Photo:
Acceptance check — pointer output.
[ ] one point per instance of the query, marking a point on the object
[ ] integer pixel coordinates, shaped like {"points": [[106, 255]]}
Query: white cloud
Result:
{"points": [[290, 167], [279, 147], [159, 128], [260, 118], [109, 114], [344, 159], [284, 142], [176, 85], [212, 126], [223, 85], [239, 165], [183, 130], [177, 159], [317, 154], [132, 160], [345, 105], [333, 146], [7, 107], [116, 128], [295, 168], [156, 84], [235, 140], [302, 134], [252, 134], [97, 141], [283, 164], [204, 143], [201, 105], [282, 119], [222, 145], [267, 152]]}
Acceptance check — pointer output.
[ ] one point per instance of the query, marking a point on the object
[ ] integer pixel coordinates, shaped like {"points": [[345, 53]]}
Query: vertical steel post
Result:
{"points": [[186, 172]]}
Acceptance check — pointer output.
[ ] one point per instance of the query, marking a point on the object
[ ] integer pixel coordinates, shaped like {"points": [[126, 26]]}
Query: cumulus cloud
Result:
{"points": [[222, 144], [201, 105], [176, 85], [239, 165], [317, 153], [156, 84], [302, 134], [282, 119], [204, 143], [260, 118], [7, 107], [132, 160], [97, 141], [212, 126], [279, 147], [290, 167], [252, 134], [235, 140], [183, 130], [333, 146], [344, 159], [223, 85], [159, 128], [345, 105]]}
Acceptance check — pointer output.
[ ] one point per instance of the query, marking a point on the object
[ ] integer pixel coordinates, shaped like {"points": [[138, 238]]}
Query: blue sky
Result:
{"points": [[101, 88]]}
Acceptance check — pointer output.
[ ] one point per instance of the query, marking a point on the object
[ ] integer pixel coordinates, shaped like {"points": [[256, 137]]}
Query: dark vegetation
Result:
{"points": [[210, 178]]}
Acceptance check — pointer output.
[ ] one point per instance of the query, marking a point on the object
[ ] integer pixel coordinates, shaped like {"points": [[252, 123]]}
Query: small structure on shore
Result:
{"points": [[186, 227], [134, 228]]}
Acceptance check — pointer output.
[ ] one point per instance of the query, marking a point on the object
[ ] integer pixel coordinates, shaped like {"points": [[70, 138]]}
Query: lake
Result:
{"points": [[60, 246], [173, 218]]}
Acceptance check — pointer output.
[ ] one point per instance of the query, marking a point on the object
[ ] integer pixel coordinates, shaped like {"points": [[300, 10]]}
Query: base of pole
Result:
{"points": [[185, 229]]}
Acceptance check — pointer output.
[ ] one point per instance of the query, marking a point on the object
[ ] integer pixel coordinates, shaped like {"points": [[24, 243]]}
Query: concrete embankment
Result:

....

Work task ▸ For this exercise, retype each entry from above exactly as it stands.

Answer for this exercise ▸
Photo:
Acceptance check — pointer output.
[ ] one point per instance of the query, marking a point on the object
[ ] integer pixel coordinates, shaped like {"points": [[106, 255]]}
Query: white cloud
Result:
{"points": [[290, 167], [279, 147], [159, 128], [260, 118], [109, 114], [344, 159], [284, 142], [176, 85], [212, 126], [223, 85], [239, 165], [183, 130], [177, 159], [317, 154], [132, 160], [345, 105], [333, 146], [7, 107], [116, 128], [295, 168], [156, 84], [235, 140], [302, 134], [252, 134], [97, 141], [283, 164], [204, 143], [201, 105], [282, 119], [222, 145], [267, 152]]}
Acceptance check — pointer output.
[ ] one point per instance of the query, marking a point on the object
[ ] integer pixel coordinates, shaped like {"points": [[345, 53]]}
Query: vertical steel post
Result:
{"points": [[186, 172]]}
Acceptance check — pointer output.
[ ] one point per instance of the query, marking a point on the object
[ ] integer pixel coordinates, shaped like {"points": [[126, 26]]}
Query: cumulus cloud
Result:
{"points": [[222, 144], [201, 105], [176, 85], [239, 165], [317, 153], [156, 84], [302, 134], [282, 119], [204, 143], [260, 118], [7, 107], [132, 160], [97, 141], [212, 126], [279, 147], [290, 167], [252, 134], [235, 140], [183, 130], [333, 146], [344, 159], [223, 85], [159, 128], [345, 105]]}
Acceptance check — pointer output.
[ ] one point per instance of the query, marking a point on the object
[ ] integer pixel coordinates, shaped like {"points": [[138, 238]]}
Query: blue sky
Result:
{"points": [[101, 88]]}
Acceptance check — pointer output.
[ ] one point per instance of the query, marking a point on the object
[ ] integer pixel coordinates, shaped like {"points": [[256, 137]]}
Query: dark vegetation
Result:
{"points": [[210, 178]]}
Acceptance check — pointer output.
[ ] one point per instance of the query, marking a point on the object
[ ] integer pixel coordinates, shaped like {"points": [[252, 123]]}
Query: small structure on shore
Result:
{"points": [[186, 227], [134, 228]]}
Acceptance check — pointer output.
[ ] one point per instance of the query, marking a point on the object
[ ] integer pixel coordinates, shaped like {"points": [[70, 138]]}
Query: lake
Result:
{"points": [[60, 246], [173, 218]]}
Acceptance check — pointer output.
[ ] one point per instance of the query, marking a point on the object
[ ] integer pixel coordinates, shaped like {"points": [[300, 10]]}
Query: base of pole
Result:
{"points": [[185, 229]]}
Acceptance check — pointer output.
[ ] one point per instance of the query, marking a point on the object
[ ] integer pixel coordinates, shaped like {"points": [[24, 243]]}
Query: concrete embankment
Result:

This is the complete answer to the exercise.